- Born: February 7, 1980 (age 46) Mission Viejo, California, U.S.
- Years active: 1984–present
- Spouse: Lauren Conrad ​(m. 2014)​
- Children: 2
- Musical career
- Genres: Alternative rock, Pop punk
- Instruments: Vocals, guitar, bass
- Labels: Universal, New Door

= William Tell (musician) =

William John Tell is a rhythm guitarist and backing vocalist for the piano-rock band Something Corporate. After leaving the band in 2004 for a solo career, William Tell was signed as a New Door Records solo artist. His first solo record, You Can Hold Me Down, was released on March 13, 2007. Tell earned a J.D. degree from USC Gould School of Law in 2014.

==Biography==
William John Tell learned to play guitar from his father (also named William Tell) at a young age and began writing his own songs as well. He met some of the members of Something Corporate through mutual friends and one night when they were all playing at the same nightclub, he was asked to temporarily fill in, as their rhythm guitarist Richard Hernandez had left to study abroad. On March 27, 2001, Tell permanently joined the Drive-Thru Records piano rock band Something Corporate.

Tell witnessed the success of Something Corporate over the three years he played with them — through their EP Audioboxer, released on October 2, 2001, to their full-length albums Leaving Through the Window (2002) and North (2003), as well as tours with bands like New Found Glory.

▶ Stored rows
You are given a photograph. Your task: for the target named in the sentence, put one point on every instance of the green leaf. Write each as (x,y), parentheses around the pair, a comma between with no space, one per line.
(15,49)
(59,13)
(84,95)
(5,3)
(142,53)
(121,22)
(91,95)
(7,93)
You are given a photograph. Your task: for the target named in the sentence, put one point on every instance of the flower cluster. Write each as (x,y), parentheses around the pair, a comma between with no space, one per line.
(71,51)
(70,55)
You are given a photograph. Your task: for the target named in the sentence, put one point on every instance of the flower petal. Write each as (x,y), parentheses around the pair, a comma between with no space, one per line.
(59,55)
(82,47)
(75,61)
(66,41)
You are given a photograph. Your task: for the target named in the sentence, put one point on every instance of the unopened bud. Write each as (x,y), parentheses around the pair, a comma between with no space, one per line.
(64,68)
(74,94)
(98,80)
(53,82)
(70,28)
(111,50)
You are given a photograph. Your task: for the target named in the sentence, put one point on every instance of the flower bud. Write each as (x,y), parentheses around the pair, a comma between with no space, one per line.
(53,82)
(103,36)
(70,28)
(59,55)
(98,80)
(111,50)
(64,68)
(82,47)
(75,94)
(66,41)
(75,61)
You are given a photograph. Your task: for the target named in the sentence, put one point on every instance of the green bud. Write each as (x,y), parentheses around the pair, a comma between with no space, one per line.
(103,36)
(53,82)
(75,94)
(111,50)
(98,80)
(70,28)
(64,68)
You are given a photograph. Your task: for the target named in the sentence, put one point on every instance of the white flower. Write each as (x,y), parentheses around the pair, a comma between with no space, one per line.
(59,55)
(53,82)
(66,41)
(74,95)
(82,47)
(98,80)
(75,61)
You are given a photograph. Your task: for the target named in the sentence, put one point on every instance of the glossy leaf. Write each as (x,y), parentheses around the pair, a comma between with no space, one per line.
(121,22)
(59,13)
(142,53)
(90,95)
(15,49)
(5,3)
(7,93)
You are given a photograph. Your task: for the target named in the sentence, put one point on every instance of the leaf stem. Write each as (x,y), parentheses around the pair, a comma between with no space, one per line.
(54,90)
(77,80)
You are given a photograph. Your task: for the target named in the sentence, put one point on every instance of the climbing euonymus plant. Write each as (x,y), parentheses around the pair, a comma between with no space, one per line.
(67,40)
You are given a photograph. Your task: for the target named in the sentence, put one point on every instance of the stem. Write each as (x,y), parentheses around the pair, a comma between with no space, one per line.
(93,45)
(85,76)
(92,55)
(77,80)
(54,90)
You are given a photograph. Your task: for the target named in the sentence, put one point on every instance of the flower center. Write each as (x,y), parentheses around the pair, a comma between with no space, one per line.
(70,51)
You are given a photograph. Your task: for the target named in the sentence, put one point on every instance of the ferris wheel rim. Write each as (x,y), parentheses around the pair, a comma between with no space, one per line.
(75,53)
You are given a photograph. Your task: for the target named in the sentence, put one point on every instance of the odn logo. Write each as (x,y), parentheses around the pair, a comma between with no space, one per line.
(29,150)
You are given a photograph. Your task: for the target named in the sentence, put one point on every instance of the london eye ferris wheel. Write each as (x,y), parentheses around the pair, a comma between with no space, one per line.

▶ Your instructions
According to the William Tell article, why was Tell asked to fill in temporarily with Something Corporate? The records have nothing to do with the text.

▶ Full response
The band's rhythm guitarist, Richard Hernandez, had left to study abroad. Tell had met some of the members through mutual friends, and one night when they were all playing at the same nightclub, he was asked to step in.